> _Do this_
Copy all entries without alteration and skip the pictures they hold.

start Supplied data

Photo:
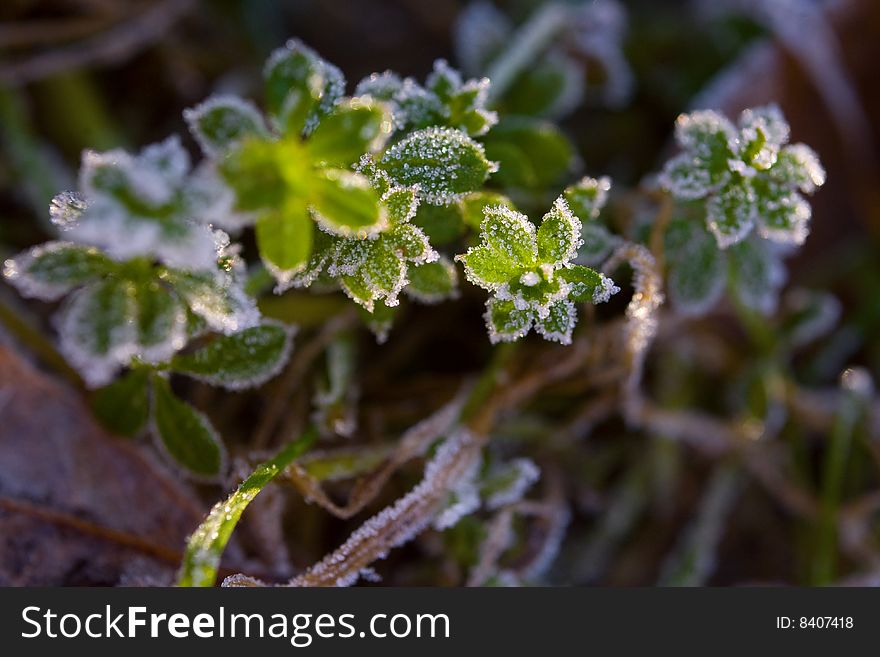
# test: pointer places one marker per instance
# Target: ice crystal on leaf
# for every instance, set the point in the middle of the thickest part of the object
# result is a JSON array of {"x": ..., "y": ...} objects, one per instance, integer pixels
[
  {"x": 748, "y": 175},
  {"x": 530, "y": 274},
  {"x": 446, "y": 100},
  {"x": 442, "y": 162},
  {"x": 291, "y": 173},
  {"x": 139, "y": 205}
]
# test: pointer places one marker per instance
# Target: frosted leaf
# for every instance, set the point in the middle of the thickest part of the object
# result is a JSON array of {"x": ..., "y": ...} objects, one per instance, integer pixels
[
  {"x": 684, "y": 177},
  {"x": 697, "y": 269},
  {"x": 245, "y": 359},
  {"x": 799, "y": 166},
  {"x": 597, "y": 244},
  {"x": 443, "y": 163},
  {"x": 783, "y": 217},
  {"x": 98, "y": 331},
  {"x": 559, "y": 323},
  {"x": 384, "y": 274},
  {"x": 559, "y": 235},
  {"x": 508, "y": 483},
  {"x": 381, "y": 86},
  {"x": 763, "y": 131},
  {"x": 480, "y": 32},
  {"x": 354, "y": 126},
  {"x": 213, "y": 202},
  {"x": 401, "y": 203},
  {"x": 161, "y": 322},
  {"x": 185, "y": 434},
  {"x": 463, "y": 499},
  {"x": 373, "y": 269},
  {"x": 757, "y": 275},
  {"x": 707, "y": 134},
  {"x": 505, "y": 322},
  {"x": 66, "y": 209},
  {"x": 730, "y": 214},
  {"x": 588, "y": 196},
  {"x": 167, "y": 159},
  {"x": 411, "y": 244},
  {"x": 223, "y": 121},
  {"x": 51, "y": 270},
  {"x": 510, "y": 235},
  {"x": 301, "y": 87},
  {"x": 219, "y": 299},
  {"x": 587, "y": 285},
  {"x": 137, "y": 206},
  {"x": 509, "y": 244},
  {"x": 346, "y": 204},
  {"x": 433, "y": 282}
]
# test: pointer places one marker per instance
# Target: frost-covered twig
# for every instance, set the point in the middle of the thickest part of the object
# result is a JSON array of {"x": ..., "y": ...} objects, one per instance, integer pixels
[{"x": 641, "y": 314}]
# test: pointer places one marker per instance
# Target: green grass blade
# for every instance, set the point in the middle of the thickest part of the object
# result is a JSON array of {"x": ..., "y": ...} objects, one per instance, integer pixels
[{"x": 207, "y": 543}]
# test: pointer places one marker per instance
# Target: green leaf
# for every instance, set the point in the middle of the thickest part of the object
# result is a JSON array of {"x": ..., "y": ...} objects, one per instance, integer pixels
[
  {"x": 510, "y": 235},
  {"x": 433, "y": 282},
  {"x": 531, "y": 153},
  {"x": 547, "y": 89},
  {"x": 206, "y": 545},
  {"x": 354, "y": 127},
  {"x": 730, "y": 214},
  {"x": 783, "y": 215},
  {"x": 344, "y": 203},
  {"x": 442, "y": 223},
  {"x": 242, "y": 360},
  {"x": 161, "y": 322},
  {"x": 598, "y": 243},
  {"x": 587, "y": 286},
  {"x": 798, "y": 166},
  {"x": 559, "y": 235},
  {"x": 123, "y": 406},
  {"x": 401, "y": 204},
  {"x": 443, "y": 162},
  {"x": 410, "y": 243},
  {"x": 559, "y": 323},
  {"x": 587, "y": 197},
  {"x": 505, "y": 323},
  {"x": 217, "y": 299},
  {"x": 763, "y": 130},
  {"x": 697, "y": 268},
  {"x": 51, "y": 270},
  {"x": 185, "y": 434},
  {"x": 756, "y": 274},
  {"x": 300, "y": 86},
  {"x": 222, "y": 122},
  {"x": 253, "y": 172},
  {"x": 473, "y": 206},
  {"x": 284, "y": 238},
  {"x": 97, "y": 329},
  {"x": 709, "y": 138}
]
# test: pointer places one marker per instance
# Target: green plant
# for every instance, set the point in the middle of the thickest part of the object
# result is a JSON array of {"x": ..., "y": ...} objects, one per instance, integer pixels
[{"x": 379, "y": 195}]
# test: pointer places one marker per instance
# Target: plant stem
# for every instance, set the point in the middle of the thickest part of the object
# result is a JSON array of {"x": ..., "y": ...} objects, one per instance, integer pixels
[
  {"x": 540, "y": 30},
  {"x": 488, "y": 382},
  {"x": 823, "y": 570}
]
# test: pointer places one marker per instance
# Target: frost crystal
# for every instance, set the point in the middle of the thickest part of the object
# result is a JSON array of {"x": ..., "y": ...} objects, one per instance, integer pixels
[
  {"x": 139, "y": 205},
  {"x": 530, "y": 273},
  {"x": 748, "y": 176},
  {"x": 442, "y": 162},
  {"x": 445, "y": 101}
]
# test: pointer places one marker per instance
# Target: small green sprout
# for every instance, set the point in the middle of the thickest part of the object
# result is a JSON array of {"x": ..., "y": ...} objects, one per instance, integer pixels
[{"x": 530, "y": 273}]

end Supplied data

> _Full answer_
Photo:
# test: pointer places one marker per instance
# Target: ice crystal on leaf
# for every instance, set the point in the middle of the thickest part of the object
# result is a JSON array of {"x": ..., "y": ...} objects, one per instance, integer pixels
[
  {"x": 748, "y": 175},
  {"x": 530, "y": 274},
  {"x": 446, "y": 100},
  {"x": 442, "y": 162},
  {"x": 291, "y": 173},
  {"x": 139, "y": 205}
]
# test: pointer places one marker per instance
# Target: frosted leaf
# for every instance, set the point in the middle of the thickest part of the object
# result is a JSON array of {"x": ..., "y": ...} objects, one per instance, integer pixels
[
  {"x": 684, "y": 177},
  {"x": 697, "y": 269},
  {"x": 245, "y": 359},
  {"x": 799, "y": 166},
  {"x": 597, "y": 244},
  {"x": 443, "y": 163},
  {"x": 783, "y": 217},
  {"x": 98, "y": 331},
  {"x": 559, "y": 323},
  {"x": 384, "y": 274},
  {"x": 559, "y": 235},
  {"x": 508, "y": 483},
  {"x": 381, "y": 86},
  {"x": 763, "y": 131},
  {"x": 480, "y": 32},
  {"x": 354, "y": 126},
  {"x": 213, "y": 202},
  {"x": 401, "y": 203},
  {"x": 161, "y": 322},
  {"x": 185, "y": 434},
  {"x": 463, "y": 499},
  {"x": 373, "y": 269},
  {"x": 757, "y": 275},
  {"x": 707, "y": 134},
  {"x": 505, "y": 322},
  {"x": 66, "y": 209},
  {"x": 730, "y": 214},
  {"x": 588, "y": 196},
  {"x": 167, "y": 159},
  {"x": 411, "y": 244},
  {"x": 223, "y": 121},
  {"x": 51, "y": 270},
  {"x": 510, "y": 235},
  {"x": 301, "y": 87},
  {"x": 219, "y": 299},
  {"x": 587, "y": 285},
  {"x": 137, "y": 206},
  {"x": 509, "y": 244},
  {"x": 346, "y": 204},
  {"x": 433, "y": 282}
]
# test: pointer places one marker per instance
# Target: frost-covered twig
# for every instance, set the point in the middle of the thickest part of the object
# result is a JSON array of {"x": ..., "y": ...} objects, one per instance, integer pixels
[{"x": 641, "y": 314}]
# test: pointer places one marker per instance
# Target: green grass blade
# for every instance, set the point in the middle of the thickest part of the object
# result is a JSON array of {"x": ..., "y": ...} objects, one per instance, integer pixels
[{"x": 207, "y": 543}]
# test: pointer places one marker per instance
# Target: green leaf
# for every instance, set the point in the middle of the thickest part of the object
# result is a JSON array of {"x": ..., "y": ...} objects, one per instance, integer pixels
[
  {"x": 510, "y": 235},
  {"x": 433, "y": 282},
  {"x": 531, "y": 153},
  {"x": 547, "y": 89},
  {"x": 206, "y": 545},
  {"x": 354, "y": 127},
  {"x": 730, "y": 214},
  {"x": 783, "y": 215},
  {"x": 344, "y": 203},
  {"x": 442, "y": 223},
  {"x": 242, "y": 360},
  {"x": 161, "y": 322},
  {"x": 598, "y": 243},
  {"x": 587, "y": 286},
  {"x": 798, "y": 166},
  {"x": 559, "y": 235},
  {"x": 123, "y": 406},
  {"x": 401, "y": 204},
  {"x": 443, "y": 162},
  {"x": 410, "y": 243},
  {"x": 559, "y": 323},
  {"x": 587, "y": 197},
  {"x": 505, "y": 323},
  {"x": 217, "y": 299},
  {"x": 763, "y": 130},
  {"x": 697, "y": 268},
  {"x": 51, "y": 270},
  {"x": 185, "y": 434},
  {"x": 756, "y": 274},
  {"x": 300, "y": 86},
  {"x": 222, "y": 122},
  {"x": 253, "y": 172},
  {"x": 473, "y": 206},
  {"x": 284, "y": 238},
  {"x": 97, "y": 329},
  {"x": 709, "y": 138}
]
# test: pointer places one marker per instance
# Target: green plant
# for every instance, set the point in the middle of the thickest part of the object
# result is a JSON array of {"x": ..., "y": ...} objects, one per instance, integer pixels
[{"x": 379, "y": 195}]
# test: pointer places one marker per instance
# Target: plant stem
# for every instance, set the point in the middle of the thickest part of the object
# result is a JSON array of {"x": ..., "y": ...} objects, one per instance, integer pixels
[
  {"x": 540, "y": 30},
  {"x": 488, "y": 382},
  {"x": 823, "y": 570}
]
# test: pointer places one marker per instance
# Target: frost crystal
# for every instance, set the point in the middle of the thickest part of the object
# result is a JSON array of {"x": ..., "y": ...} objects, one per instance, integer pixels
[
  {"x": 139, "y": 205},
  {"x": 530, "y": 273},
  {"x": 748, "y": 176},
  {"x": 442, "y": 162},
  {"x": 445, "y": 101}
]
# test: pointer places one marker per instance
# Target: small green sprout
# for every instance, set the point in the middle of the thickest part of the object
# result is a JSON array of {"x": ..., "y": ...} objects, one per instance, integer pixels
[{"x": 530, "y": 273}]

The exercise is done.